## 本文抜粋
------------------------------------------------------------

前記弾性層が、JIS A 硬度が30°以下の弾性体から構成されていることを特徴とするローラ(請求項2)。
弾性層を構成する、前記JIS A 硬度が30°以下の弾性体が、
(A)分子中に少なくとも1個のアルケニル基を有し、主鎖を構成する繰り返し単位が主にオキシアルキレン単位または飽和炭化水素単位からなる重合体、
(B)分子中に少なくとも2個のヒドロシリル基を有する硬化剤、
および、
(C)ヒドロシリル化触媒、
を主成分とする硬化性組成物の反応硬化物からなることを特徴とする請求項1記載のローラ(請求項3)。
前記硬化性組成物が、(D)導電性付与剤を含み、現像ローラとして使用される請求項3記載のローラ(請求項4)。
電子写真方式による複写機やプリンターなどに使用するローラであって、シャフトのまわりに弾性層を設け、外周面を表面層で被覆してなるローラの製造方法において、
前記表面層を、ウレタン樹脂と反応しない溶剤可溶性フッ素系樹脂を溶剤に溶解したフッ素系樹脂溶液とウレタン系樹脂を溶剤に溶解したウレタン系樹脂溶液とを、両樹脂が樹脂固形分で重量比50:50〜80:20の比率となるように混合してなる混合樹脂溶液をロール外周面に塗布乾燥して形成することを特徴とするローラの製造方法(請求項5)。
を内容とするものである。
【0006】
上記のような本発明に係るローラは、抵抗や膜厚を適宜設定することによって、現像ローラのみでなく、帯電ローラ、転写ローラにも利用できる。
【0007】
【発明の実施の形態】
本発明に係るローラは、直径1〜12mm程度のSUS(ステンレス鋼)やアルミニウムなどの金属製シャフトのまわりに、JIS A 硬度で5〜40°程度、好ましくは10〜30°程度で厚さが1〜15mm程度の弾性層を設け、外周面を表面層で被覆したものであり、弾性層との間に他の層を含んでもかまわない。
【0008】
このローラは、ローラ全体としての抵抗が、シャフトの両端に500gの荷重を加え100Vの直流電圧を印加した測定した値が103 〜109 Ω程度、さらには104 〜107 Ω程度が好ましい。

------------------------------------------------------------

## 実施する作業
上の本文抜粋で、本発明に係るローラを利用できるとされるローラの種類をすべて挙げよ。

## データ
------------------------------------------------------------

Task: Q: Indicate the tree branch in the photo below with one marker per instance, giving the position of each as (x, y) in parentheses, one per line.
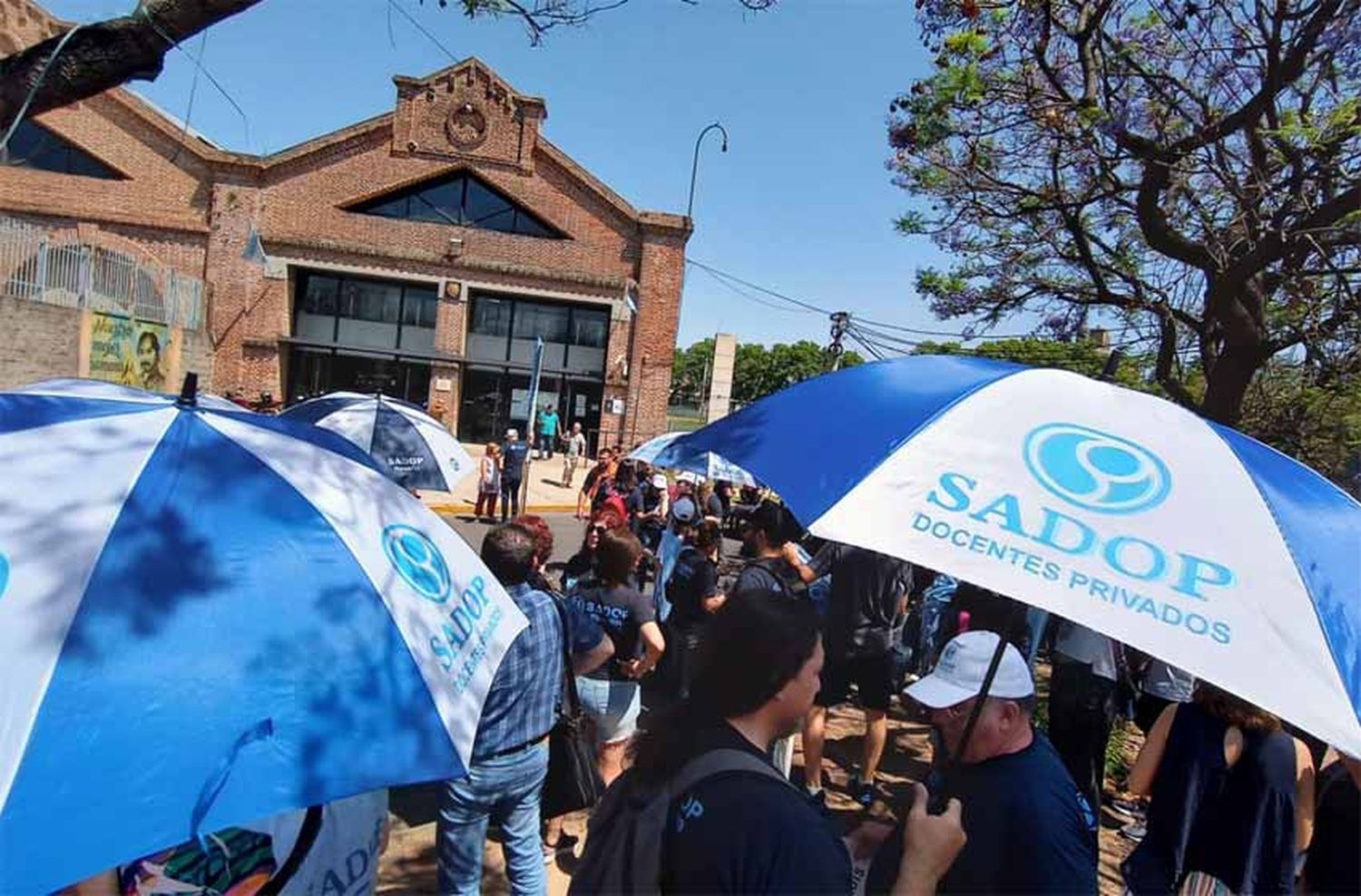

------------------------------------------------------------

## 作業結果
現像ローラ、帯電ローラ、転写ローラ